Begin Data entries

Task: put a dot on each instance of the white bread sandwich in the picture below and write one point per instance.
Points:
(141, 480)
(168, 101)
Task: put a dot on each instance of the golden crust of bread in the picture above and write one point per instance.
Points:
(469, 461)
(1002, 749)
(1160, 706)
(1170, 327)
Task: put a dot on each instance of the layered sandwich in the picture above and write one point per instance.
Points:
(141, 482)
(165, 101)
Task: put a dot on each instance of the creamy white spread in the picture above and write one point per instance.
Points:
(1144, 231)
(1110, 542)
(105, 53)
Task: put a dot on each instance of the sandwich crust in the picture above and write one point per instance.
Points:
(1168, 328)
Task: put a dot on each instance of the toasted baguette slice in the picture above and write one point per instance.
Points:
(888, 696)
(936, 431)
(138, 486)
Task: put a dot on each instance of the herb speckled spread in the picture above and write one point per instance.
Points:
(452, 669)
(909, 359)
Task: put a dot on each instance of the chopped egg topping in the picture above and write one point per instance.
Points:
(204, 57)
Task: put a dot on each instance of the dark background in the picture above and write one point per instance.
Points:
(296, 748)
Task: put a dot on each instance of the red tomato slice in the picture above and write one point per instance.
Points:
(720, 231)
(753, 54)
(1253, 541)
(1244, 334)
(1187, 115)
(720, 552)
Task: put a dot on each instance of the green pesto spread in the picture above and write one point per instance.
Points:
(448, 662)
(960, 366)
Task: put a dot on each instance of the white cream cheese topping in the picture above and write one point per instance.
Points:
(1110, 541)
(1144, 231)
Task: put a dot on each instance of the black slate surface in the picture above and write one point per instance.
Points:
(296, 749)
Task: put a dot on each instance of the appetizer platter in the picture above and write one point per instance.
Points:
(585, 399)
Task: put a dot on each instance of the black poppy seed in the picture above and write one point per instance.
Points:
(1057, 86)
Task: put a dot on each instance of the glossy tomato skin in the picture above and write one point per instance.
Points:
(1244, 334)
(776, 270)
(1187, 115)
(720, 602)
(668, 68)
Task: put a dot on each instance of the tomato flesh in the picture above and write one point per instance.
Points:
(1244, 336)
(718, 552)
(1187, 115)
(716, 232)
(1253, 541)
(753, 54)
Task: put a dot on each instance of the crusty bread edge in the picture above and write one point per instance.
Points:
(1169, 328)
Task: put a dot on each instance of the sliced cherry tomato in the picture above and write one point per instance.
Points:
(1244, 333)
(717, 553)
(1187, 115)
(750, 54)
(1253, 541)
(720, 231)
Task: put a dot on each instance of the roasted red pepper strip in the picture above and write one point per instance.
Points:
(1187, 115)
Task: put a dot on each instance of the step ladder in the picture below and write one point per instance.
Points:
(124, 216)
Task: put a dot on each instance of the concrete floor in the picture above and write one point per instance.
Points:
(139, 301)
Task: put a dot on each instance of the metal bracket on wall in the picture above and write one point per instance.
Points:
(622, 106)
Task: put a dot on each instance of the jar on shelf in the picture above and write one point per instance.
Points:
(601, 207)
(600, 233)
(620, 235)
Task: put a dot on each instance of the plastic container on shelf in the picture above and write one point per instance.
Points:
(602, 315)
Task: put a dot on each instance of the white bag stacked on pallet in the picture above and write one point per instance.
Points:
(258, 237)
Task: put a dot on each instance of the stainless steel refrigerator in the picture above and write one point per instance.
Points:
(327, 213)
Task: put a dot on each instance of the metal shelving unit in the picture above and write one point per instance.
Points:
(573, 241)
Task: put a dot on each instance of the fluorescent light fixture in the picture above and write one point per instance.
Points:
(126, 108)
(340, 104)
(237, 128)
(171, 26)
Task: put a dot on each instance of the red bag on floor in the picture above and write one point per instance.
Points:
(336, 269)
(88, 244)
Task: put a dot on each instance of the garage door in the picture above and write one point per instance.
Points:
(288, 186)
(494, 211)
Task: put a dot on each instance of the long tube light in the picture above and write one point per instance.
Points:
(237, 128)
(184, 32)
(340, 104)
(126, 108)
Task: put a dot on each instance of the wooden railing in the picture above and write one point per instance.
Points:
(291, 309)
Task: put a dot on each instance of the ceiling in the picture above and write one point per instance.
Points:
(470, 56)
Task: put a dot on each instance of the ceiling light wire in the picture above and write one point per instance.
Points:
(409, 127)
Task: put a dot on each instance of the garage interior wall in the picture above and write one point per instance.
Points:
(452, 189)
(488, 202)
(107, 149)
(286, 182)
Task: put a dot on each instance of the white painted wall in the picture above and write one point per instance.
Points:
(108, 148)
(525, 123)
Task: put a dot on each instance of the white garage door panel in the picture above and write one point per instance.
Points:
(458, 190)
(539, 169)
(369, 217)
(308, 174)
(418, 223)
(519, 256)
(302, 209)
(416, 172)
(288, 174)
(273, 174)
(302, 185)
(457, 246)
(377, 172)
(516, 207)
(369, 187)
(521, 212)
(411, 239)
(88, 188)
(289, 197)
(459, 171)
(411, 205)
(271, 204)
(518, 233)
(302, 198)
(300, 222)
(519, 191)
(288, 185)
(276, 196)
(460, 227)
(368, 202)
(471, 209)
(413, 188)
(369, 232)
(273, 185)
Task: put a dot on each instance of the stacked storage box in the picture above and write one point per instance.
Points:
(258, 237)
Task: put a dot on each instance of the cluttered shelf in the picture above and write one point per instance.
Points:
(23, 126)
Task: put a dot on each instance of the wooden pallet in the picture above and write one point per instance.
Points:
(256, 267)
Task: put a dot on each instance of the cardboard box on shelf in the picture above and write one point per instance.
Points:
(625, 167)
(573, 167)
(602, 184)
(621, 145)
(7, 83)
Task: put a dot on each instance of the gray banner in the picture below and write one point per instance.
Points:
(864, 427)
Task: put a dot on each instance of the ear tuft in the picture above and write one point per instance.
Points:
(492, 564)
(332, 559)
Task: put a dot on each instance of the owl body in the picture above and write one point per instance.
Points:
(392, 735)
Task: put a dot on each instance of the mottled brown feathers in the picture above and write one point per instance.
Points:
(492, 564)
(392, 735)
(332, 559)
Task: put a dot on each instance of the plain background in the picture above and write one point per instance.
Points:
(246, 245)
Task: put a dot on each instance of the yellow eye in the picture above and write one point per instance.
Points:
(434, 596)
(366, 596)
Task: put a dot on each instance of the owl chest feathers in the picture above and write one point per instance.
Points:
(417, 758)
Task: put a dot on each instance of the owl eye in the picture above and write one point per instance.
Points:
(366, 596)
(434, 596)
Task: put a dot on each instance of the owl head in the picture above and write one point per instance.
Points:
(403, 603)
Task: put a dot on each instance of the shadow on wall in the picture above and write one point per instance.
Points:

End Data entries

**Written exercise:** Return, unchanged, each line from the line containing "Task: put a dot on each instance of the plain" through the last line of the material.

**Reply:**
Task: put a dot on each instance of the plain background in the picture above and write one point per instance.
Points:
(246, 245)
Task: put a dot on each instance of the yellow eye in the picture above and write one point per instance.
Points:
(434, 596)
(366, 596)
Task: put a dot on each instance of the owl chest feathers in the picture above and write one point per instance.
Points:
(417, 758)
Task: put a dot on each instance of the owl eye in the picture above and write one point per instance.
Points:
(366, 596)
(434, 596)
Task: put a dot on each instance of the owl head in the picture above and write one point per instance.
Points:
(403, 603)
Task: put a dot on each instance of the shadow on wall in the picture above and write one point per instance.
Points:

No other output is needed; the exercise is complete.